Exercise goal
Could you copy out the rows from the very start through the line that contains "694L523 693L510 700ZM567", keeping every character identical?

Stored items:

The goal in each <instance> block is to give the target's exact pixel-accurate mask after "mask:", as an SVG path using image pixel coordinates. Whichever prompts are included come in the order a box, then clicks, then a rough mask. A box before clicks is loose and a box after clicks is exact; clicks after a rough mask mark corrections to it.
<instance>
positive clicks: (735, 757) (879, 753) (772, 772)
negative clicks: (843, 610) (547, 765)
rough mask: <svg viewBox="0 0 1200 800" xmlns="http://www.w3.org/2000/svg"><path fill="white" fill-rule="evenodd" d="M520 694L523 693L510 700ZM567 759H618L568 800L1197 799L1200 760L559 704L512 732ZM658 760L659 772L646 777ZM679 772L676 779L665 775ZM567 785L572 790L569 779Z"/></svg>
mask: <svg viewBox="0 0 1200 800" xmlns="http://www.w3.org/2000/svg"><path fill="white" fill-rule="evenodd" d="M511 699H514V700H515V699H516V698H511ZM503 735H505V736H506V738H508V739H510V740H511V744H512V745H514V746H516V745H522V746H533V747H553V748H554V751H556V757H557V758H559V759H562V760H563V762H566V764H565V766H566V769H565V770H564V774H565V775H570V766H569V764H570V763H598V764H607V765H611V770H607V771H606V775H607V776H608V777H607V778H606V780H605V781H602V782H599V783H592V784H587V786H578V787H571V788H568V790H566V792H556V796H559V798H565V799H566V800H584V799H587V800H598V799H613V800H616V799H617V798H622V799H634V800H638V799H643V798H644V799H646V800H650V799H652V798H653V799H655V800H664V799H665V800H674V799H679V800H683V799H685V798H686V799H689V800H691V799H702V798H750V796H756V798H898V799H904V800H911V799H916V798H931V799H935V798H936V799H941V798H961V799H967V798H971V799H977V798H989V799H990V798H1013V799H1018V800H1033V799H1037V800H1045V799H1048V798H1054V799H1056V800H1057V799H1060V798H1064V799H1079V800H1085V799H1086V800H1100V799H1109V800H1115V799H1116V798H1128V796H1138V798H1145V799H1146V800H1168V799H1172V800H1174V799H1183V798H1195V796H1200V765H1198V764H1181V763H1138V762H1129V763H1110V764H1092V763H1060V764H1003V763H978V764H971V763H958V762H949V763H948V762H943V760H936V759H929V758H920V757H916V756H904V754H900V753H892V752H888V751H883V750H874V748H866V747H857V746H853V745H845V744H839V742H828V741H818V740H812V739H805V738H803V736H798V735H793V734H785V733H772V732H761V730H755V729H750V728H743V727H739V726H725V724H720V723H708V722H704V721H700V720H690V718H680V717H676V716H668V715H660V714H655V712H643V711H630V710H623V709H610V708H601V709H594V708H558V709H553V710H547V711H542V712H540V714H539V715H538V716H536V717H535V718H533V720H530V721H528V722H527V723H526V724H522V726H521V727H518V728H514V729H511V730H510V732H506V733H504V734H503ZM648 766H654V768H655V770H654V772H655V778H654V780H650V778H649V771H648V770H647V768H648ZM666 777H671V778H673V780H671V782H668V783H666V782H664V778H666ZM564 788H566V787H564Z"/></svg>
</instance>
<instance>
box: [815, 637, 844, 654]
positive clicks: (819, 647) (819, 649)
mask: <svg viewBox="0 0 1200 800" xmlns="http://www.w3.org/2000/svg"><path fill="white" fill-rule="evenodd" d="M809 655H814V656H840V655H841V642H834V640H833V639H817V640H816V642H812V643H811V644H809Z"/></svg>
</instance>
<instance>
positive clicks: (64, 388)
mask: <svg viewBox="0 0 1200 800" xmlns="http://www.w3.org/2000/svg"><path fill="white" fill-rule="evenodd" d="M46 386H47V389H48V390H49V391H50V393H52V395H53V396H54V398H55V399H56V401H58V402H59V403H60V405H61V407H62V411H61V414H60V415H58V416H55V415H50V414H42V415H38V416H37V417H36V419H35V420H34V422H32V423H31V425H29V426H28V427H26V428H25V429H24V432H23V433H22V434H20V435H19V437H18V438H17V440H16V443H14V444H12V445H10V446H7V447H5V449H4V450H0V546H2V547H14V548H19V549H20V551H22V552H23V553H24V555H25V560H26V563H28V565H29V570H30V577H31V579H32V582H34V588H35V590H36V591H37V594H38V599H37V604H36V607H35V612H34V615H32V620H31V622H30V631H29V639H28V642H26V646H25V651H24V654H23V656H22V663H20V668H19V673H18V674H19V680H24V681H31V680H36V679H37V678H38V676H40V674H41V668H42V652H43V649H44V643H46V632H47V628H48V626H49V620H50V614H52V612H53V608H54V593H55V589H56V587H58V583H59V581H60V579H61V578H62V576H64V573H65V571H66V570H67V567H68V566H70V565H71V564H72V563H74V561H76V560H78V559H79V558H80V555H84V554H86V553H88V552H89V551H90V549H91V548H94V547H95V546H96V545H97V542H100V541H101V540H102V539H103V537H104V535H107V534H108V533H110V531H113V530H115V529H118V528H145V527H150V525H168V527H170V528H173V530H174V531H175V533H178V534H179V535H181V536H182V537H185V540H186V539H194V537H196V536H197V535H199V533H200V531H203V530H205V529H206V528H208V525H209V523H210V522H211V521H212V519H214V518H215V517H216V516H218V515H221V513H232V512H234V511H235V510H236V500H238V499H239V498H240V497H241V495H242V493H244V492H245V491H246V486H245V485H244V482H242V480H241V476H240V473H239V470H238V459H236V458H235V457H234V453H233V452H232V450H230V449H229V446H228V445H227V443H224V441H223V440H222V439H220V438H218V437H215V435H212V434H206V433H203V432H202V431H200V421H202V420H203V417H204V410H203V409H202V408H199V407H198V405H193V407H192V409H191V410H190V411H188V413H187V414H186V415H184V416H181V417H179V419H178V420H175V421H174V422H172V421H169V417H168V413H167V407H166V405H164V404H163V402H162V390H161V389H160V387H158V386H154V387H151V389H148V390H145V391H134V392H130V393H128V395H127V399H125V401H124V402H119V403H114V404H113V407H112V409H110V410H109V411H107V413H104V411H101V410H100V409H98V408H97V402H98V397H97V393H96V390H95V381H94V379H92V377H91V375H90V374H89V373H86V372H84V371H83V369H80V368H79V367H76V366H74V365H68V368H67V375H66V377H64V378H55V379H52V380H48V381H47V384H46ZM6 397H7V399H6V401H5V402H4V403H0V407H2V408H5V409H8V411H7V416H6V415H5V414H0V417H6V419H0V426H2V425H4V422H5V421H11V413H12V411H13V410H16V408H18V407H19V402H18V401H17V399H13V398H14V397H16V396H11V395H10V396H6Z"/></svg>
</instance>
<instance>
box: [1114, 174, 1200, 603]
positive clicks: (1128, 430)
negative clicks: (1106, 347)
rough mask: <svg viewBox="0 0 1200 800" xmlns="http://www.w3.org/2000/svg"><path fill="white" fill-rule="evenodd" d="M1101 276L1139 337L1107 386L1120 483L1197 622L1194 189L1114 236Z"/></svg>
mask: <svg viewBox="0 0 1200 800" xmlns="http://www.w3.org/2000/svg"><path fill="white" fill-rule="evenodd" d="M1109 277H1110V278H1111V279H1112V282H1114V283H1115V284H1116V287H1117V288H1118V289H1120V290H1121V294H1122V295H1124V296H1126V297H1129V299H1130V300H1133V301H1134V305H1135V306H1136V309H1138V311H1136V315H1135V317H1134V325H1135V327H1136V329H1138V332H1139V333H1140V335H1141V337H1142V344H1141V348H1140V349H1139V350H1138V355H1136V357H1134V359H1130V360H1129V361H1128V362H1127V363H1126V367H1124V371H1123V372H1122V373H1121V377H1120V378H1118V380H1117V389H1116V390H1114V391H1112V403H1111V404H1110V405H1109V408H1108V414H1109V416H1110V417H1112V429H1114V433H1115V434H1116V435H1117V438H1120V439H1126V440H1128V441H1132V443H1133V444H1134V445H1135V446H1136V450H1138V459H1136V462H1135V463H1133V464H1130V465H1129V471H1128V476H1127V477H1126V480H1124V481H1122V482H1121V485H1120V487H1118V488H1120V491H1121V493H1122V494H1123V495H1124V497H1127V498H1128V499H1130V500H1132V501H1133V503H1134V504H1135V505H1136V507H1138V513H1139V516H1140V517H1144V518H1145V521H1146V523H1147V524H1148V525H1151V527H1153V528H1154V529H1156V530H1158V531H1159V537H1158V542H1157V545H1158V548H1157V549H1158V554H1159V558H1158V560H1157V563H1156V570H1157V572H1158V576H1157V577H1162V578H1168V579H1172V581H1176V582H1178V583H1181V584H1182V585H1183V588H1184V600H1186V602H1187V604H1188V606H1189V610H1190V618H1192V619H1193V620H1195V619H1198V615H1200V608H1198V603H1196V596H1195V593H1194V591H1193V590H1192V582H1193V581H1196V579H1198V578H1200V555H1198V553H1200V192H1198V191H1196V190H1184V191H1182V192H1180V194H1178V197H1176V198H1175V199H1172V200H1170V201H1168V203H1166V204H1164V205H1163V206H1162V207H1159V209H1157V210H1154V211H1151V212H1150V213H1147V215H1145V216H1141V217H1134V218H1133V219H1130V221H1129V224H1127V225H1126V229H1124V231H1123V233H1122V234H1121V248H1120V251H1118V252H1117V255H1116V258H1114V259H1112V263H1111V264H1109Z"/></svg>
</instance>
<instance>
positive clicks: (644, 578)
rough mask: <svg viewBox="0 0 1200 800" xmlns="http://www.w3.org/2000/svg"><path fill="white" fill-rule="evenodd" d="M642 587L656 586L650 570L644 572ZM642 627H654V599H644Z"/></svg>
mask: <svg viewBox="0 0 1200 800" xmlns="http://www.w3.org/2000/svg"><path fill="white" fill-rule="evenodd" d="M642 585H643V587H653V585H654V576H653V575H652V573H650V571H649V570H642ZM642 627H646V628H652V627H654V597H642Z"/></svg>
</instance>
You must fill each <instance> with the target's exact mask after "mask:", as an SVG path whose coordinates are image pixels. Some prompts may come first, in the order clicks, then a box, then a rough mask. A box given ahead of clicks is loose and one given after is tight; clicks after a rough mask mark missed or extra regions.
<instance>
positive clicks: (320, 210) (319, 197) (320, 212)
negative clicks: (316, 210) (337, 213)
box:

Completed exercise
The goal in each <instance> block is to give the target's exact pixel-accurate mask after "mask:", as an SVG path using image pixel coordinates. Whichever prompts are included come in the order a box, then clicks, then a rough mask. A box before clicks is loose and a box after clicks is exact; clicks after a rough mask mark corrections to it.
<instance>
positive clicks: (735, 757) (879, 753) (772, 772)
negative clicks: (843, 610) (547, 765)
rough mask: <svg viewBox="0 0 1200 800" xmlns="http://www.w3.org/2000/svg"><path fill="white" fill-rule="evenodd" d="M520 694L523 693L510 700ZM567 759H618L568 800L1197 799L1200 760L559 704L512 732ZM658 760L659 772L646 777ZM679 772L676 779L665 775ZM567 785L572 790L569 779Z"/></svg>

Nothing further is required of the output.